**ACTIVITY:** Would you please write out each of the entries below exactly, omitting pictures?

**INFORMATION SHOWN:**

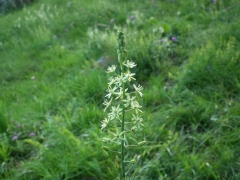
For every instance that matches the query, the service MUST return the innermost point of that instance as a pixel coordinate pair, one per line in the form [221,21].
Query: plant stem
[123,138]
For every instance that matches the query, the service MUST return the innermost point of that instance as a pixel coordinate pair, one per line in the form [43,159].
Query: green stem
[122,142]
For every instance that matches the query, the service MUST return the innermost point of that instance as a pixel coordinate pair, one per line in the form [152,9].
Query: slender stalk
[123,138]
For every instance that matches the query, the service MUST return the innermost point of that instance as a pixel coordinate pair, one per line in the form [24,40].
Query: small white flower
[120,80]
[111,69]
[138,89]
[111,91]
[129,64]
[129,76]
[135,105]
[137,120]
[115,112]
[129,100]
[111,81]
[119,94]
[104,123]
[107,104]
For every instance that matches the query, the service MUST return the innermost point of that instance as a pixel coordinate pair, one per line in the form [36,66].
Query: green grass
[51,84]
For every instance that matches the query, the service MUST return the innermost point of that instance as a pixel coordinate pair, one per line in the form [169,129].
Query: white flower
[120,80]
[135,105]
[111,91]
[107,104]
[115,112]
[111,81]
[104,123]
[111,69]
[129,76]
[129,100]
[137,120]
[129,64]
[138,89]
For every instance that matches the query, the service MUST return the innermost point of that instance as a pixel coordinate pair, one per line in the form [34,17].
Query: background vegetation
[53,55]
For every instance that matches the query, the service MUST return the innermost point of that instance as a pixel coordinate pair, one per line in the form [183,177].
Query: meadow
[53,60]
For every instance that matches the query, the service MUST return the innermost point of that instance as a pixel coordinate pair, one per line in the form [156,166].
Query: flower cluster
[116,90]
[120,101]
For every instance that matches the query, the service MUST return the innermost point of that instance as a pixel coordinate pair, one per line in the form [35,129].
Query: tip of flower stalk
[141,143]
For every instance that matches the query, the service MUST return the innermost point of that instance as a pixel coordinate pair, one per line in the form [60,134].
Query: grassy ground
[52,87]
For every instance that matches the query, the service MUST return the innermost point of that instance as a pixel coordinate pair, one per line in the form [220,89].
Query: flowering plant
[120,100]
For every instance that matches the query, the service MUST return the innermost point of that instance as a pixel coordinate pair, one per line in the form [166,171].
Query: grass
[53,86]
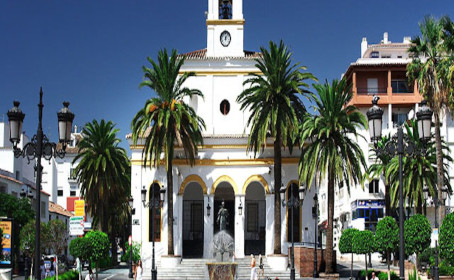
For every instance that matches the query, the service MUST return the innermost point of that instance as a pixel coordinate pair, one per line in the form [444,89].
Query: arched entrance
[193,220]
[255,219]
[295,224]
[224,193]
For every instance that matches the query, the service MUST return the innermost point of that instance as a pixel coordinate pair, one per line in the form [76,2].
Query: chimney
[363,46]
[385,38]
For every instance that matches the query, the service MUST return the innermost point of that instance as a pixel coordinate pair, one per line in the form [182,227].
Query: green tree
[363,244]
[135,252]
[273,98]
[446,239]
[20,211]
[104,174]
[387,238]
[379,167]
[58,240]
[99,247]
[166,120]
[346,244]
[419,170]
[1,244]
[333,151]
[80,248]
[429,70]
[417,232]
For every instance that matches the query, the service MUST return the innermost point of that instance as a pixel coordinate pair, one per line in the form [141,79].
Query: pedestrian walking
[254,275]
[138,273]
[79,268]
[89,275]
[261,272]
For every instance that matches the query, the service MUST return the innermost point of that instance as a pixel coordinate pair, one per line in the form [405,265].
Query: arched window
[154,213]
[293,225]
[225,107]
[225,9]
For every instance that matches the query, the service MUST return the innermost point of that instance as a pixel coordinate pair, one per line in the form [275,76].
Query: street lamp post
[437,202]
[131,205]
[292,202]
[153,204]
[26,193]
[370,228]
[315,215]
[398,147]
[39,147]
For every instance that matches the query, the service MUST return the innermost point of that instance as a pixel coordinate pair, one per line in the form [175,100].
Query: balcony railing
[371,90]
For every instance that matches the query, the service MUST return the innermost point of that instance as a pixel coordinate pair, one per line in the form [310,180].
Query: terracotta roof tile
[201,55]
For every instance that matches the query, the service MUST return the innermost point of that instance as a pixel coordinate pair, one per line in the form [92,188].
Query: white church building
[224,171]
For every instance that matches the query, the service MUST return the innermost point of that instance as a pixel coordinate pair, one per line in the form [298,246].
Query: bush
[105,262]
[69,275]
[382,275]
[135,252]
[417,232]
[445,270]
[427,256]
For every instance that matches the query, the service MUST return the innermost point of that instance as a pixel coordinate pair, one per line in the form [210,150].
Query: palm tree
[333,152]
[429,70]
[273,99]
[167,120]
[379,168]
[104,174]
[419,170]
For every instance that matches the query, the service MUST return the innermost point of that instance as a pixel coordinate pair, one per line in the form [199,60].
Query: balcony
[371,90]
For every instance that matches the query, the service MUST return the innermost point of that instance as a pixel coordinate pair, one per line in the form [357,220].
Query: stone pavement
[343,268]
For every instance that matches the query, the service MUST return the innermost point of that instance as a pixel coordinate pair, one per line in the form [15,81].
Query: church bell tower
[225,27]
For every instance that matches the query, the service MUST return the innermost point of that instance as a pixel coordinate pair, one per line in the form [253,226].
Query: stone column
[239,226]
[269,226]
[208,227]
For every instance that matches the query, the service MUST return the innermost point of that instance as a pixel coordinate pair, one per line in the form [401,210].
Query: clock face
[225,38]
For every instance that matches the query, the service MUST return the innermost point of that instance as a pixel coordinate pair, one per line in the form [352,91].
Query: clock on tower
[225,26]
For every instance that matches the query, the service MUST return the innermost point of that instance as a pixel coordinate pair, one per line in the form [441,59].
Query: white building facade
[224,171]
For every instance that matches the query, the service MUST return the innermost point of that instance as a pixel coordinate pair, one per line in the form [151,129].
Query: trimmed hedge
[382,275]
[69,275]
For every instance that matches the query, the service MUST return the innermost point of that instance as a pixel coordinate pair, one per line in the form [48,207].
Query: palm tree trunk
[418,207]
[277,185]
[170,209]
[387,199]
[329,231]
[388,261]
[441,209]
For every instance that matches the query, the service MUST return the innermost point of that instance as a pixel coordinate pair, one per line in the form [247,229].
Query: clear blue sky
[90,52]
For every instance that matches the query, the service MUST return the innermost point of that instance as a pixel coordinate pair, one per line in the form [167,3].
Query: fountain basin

**WRITTEN RESPONSE:**
For every instance that matches the query, the service MUST return the innermost point of that instance as a pixel coordinate pair, one per line in the form [221,21].
Query: plant stem
[123,138]
For every instance that matches the query, the service MUST return the innermost point of that instance as a pixel coordinate pair, one per line in the form [43,159].
Query: green stem
[122,142]
For every instance that matches the query, the service MUST return the innermost point of that instance as a pixel coordinate pair, one per line in the form [152,9].
Query: slender stalk
[123,138]
For every instance that matches the query, the service MUST return the innermost point of that instance as a pixel coordinate pair, one per line in the form [24,40].
Query: small white flower
[120,80]
[111,69]
[138,89]
[111,91]
[129,64]
[129,76]
[135,105]
[137,120]
[115,112]
[129,100]
[111,81]
[119,94]
[104,123]
[107,104]
For every instance that matches the query, the service MUST return the innermost point of that instance as a pixel coordinate pair, one per line in the form [36,66].
Query: green grass
[51,84]
For every instance that matches the query, the service MUST return the innermost point of that instance as a pixel coordinate pair, one per line in the form [169,129].
Query: white flower
[120,80]
[135,105]
[111,91]
[107,104]
[115,112]
[111,81]
[104,123]
[111,69]
[129,76]
[129,100]
[137,120]
[129,64]
[138,89]
For every instance that matches the query, the service MUST return the innermost point of that instance as a pixel coordinate pair, one per line in the form [34,17].
Query: background vegetation
[53,55]
For every instance that matches the query, the service MUST return the innermost point of that instance as a pixel coordinate pair, one per line in the form [183,177].
Query: meadow
[53,60]
For every instance that matches the query, the service MUST return the innermost point of that instance as a pixel coordinate pair, one per line in the form [156,166].
Query: flower cluster
[116,90]
[120,101]
For every instance that matches the query, the service MUST return the innermost point of that instance as a pixel coordinate pair, one per line in the form [35,129].
Query: tip of flower stalk
[141,143]
For every instance that matches the query, the service MUST return the innermost point of that instance as a pixel coordinate pair, one per line in the form [60,134].
Query: grassy ground
[52,87]
For every instance that matches the query, the service MUST return the innermost point of that instance as a pixel coordinate pair, one per line in the form [220,89].
Query: flowering plant
[120,100]
For every instance that matches the query, the service MUST return the innermost point of that instance as a pixel coordinate pair, one per line in the form [166,171].
Query: grass
[53,86]
For every instance that matches the query, the service MUST return the innermost point of that instance as a pixel coordinate pair, one per line in the form [444,89].
Query: arched entrance
[193,220]
[255,219]
[295,224]
[224,193]
For every instance that matches the query, the service MUST return the innermost point of that instance as a pixel coordinate pair, one per line in the form [76,2].
Query: chimney
[363,46]
[385,38]
For every instance that matches the query, the service MUST return the innermost point of that instance as a pixel coordinate pair, one per line in the form [182,227].
Query: green tree
[363,244]
[135,252]
[273,98]
[446,239]
[20,211]
[104,174]
[387,238]
[379,167]
[58,240]
[99,247]
[166,120]
[346,244]
[419,170]
[1,244]
[333,151]
[80,248]
[429,70]
[417,232]
For every instance that matches the query, the service MUST return the innermost point of that instance as a pixel coordinate pair, one per line in the form [141,79].
Query: pedestrian walking
[254,275]
[138,273]
[79,268]
[89,275]
[261,272]
For every instance that matches the query, the service MUST return the innermost point of that instance as a pixel coordinate pair, one per line in the form [405,265].
Query: arched window
[154,213]
[293,225]
[225,107]
[225,9]
For every instance that matches the query, the service MUST return the innermost point of that instance as a pixel coordinate pair, one per line in the form [275,76].
Query: street lamp post
[437,202]
[131,205]
[292,202]
[153,204]
[26,193]
[370,228]
[315,215]
[398,147]
[39,147]
For every instance that matches the query, the service MUST return the innermost point of that instance as a pixel coordinate pair, one per line in the form [175,100].
Query: balcony railing
[371,90]
For every instance that matches the query, the service MUST return the innermost point of that instance as a pixel coordinate pair, one per line in the form [310,180].
Query: terracotta roof tile
[201,55]
For every instance that matches the query, the service MUST return the innermost point of that instance as a pixel coordinate pair, one per line in the form [92,188].
Query: white church building
[224,171]
For every instance that matches the query, the service MUST return the innermost point of that instance as a pixel coordinate pair, one per line in the form [298,246].
Query: bush
[105,262]
[69,275]
[382,275]
[135,252]
[417,232]
[445,270]
[427,256]
For every instance that matches the query, the service MUST return the innermost point of that instance as a pixel coordinate pair, one per line in the form [210,150].
Query: palm tree
[333,152]
[429,70]
[273,99]
[167,120]
[379,168]
[104,174]
[419,170]
For every instance that matches the query, the service MUST return the innermost point of that instance as a pixel coordinate pair, one per line in the form [199,60].
Query: balcony
[371,90]
For every instance that matches the query, the service MUST return the innermost point of that instance as a pixel coordinate pair, one per line in the form [357,220].
Query: stone pavement
[343,268]
For every instance that matches the query, the service MUST return the innermost point of that instance as a pixel coordinate pair, one per line in the form [15,81].
Query: church bell tower
[225,27]
For every instance that matches the query, the service MUST return the innermost point of that instance as a pixel coordinate pair, one per line in the form [253,226].
Query: stone column
[239,226]
[269,226]
[208,227]
For every instance that matches the query, the service MUST return the innermost point of that instance as a pixel coordinate pair, one per line in the form [401,210].
Query: clock face
[225,38]
For every instance that matches the query, the service MUST return the innermost point of that instance as a pixel coordinate pair, one per line in the form [352,91].
Query: clock on tower
[225,26]
For every instance that matches the query, the service MUST return the innermost point of that instance as a pixel coordinate pair, one per line in the form [441,59].
Query: white building facade
[224,171]
For every instance that matches the query, the service MUST return the innermost point of that instance as a pixel coordinate pair, one per line in the form [151,129].
Query: trimmed hedge
[382,275]
[69,275]
For every instance that matches the query, the service MUST return the innermost point of that instance as a pixel coordinate pair, one per line in the form [48,207].
Query: palm tree trunk
[418,207]
[277,185]
[170,209]
[387,199]
[329,231]
[388,261]
[441,209]
For every instance that matches the query, the service MUST return the innermost point of that instance as a pixel coordinate pair, one per line in the form [247,229].
Query: clear blue sky
[90,52]
For every instance that matches the query, the service MUST return the innermost point of that instance as a pixel coordinate pair, one per line in the form [167,3].
Query: fountain basin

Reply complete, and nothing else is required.